PASSAGE:
........

A naval vessel being built at Abu Dhabi Ship Building Company’s yard

A naval vessel being built at Abu Dhabi Ship Building Company’s yard

A fine example of a local industrial enclave helping the diversification process is the Khalifa Industrial Zone Abu Dhabi (Kizad). Last November it welcomed a new plant of Brasil Foods, built at a cost of $160 million and with potential to fill 1,400 jobs. BRF is well known in the Gulf through its Sadia brand.

Another project on its way is Ducab’s plant in Kizad. The Dh220 ($59.9 million) million Ducab Aluminium Company, when completed by the end of this year, will manufacture electrical conductive (EC)-grade aluminium alloy rods, wires, and bare overhead conductors.

Elsewhere, Poland-based Can-Pack Group, recently opened a plant for aluminium beverage cans and glass bottles at Dubai Investments Park with an investment of $54.4 million.

The UAE is making fair strides in the maritime field.

As the UAE and the rest of the Arabian Gulf get wealthier, yachting is where some of its millionaires care to spend their money on. The UAE is already a player of note in the yacht manufacturing world and its status will only get more pronounced in coming years. The Dubai Council for Marine and Maritime Industries says the UAE maritime industry is worth more than $61 billion, with 386 boats above $24 million built in 2014, some 8 per cent over the previous ear.

........

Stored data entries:
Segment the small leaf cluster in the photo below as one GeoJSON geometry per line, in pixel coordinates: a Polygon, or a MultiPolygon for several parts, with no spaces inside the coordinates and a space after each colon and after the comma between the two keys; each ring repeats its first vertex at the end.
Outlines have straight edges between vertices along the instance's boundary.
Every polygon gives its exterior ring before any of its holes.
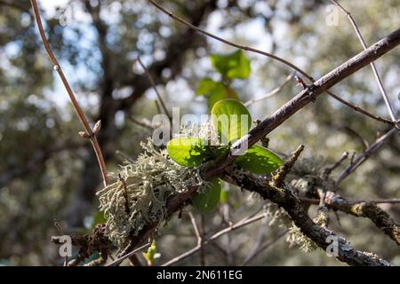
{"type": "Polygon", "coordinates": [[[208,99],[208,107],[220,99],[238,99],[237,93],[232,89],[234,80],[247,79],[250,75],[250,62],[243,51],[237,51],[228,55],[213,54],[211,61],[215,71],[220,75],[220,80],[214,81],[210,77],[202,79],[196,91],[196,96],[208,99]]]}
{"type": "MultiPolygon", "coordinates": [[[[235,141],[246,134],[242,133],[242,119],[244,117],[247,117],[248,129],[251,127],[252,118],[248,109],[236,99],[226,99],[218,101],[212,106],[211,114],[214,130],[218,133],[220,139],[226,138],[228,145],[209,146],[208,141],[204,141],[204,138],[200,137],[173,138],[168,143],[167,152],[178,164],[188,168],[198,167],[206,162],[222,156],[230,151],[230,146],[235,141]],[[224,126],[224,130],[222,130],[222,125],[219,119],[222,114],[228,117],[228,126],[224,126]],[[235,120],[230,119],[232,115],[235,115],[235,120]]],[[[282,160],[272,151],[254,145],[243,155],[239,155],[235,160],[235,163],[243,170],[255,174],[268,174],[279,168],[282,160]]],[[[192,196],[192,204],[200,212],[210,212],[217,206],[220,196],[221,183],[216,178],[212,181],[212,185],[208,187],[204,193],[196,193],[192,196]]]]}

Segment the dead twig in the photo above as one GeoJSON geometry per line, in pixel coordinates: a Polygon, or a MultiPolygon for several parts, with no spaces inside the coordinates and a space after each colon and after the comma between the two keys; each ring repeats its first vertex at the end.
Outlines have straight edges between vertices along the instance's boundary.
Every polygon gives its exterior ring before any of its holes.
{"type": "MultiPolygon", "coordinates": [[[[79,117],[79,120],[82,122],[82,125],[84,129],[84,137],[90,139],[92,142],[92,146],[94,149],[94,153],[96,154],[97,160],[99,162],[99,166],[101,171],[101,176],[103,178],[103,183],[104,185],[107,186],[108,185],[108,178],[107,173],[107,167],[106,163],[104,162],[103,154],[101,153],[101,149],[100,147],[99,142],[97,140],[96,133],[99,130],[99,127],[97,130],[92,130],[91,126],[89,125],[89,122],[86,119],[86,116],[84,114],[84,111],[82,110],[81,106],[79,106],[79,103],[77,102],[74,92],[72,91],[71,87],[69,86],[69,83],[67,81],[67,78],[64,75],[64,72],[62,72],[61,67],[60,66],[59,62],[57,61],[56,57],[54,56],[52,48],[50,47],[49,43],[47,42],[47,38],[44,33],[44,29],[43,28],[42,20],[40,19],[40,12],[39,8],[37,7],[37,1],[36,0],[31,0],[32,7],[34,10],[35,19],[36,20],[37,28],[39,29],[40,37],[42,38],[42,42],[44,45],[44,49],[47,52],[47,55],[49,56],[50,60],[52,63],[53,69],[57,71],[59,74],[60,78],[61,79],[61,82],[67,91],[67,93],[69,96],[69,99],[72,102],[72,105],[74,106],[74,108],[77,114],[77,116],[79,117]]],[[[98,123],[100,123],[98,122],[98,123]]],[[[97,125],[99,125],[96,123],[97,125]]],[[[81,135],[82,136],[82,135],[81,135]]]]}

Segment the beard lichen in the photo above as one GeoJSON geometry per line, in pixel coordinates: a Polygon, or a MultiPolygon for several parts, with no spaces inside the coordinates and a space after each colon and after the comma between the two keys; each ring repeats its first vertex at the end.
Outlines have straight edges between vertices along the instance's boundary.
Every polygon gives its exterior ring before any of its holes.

........

EXERCISES:
1: Can you sum up the passage on UAE industry in two sentences?
2: Would you set down word for word the part of the passage on UAE industry that opens with the words containing "Elsewhere, Poland-based Can-Pack" and closes with "the previous ear."?
The data stands apart from the passage on UAE industry.

SOLUTIONS FOR EACH TASK:
1: The Khalifa Industrial Zone Abu Dhabi (Kizad) is helping diversification: it welcomed a $160 million Brasil Foods plant last November, and a Ducab aluminium plant is under way there, while Can-Pack Group recently opened a $54.4 million plant at Dubai Investments Park. The UAE is also making fair strides in the maritime field and is already a player of note in yacht manufacturing, with the Dubai Council for Marine and Maritime Industries valuing its maritime industry at more than $61 billion.

2:
Elsewhere, Poland-based Can-Pack Group, recently opened a plant for aluminium beverage cans and glass bottles at Dubai Investments Park with an investment of $54.4 million.

The UAE is making fair strides in the maritime field.

As the UAE and the rest of the Arabian Gulf get wealthier, yachting is where some of its millionaires care to spend their money on. The UAE is already a player of note in the yacht manufacturing world and its status will only get more pronounced in coming years. The Dubai Council for Marine and Maritime Industries says the UAE maritime industry is worth more than $61 billion, with 386 boats above $24 million built in 2014, some 8 per cent over the previous ear.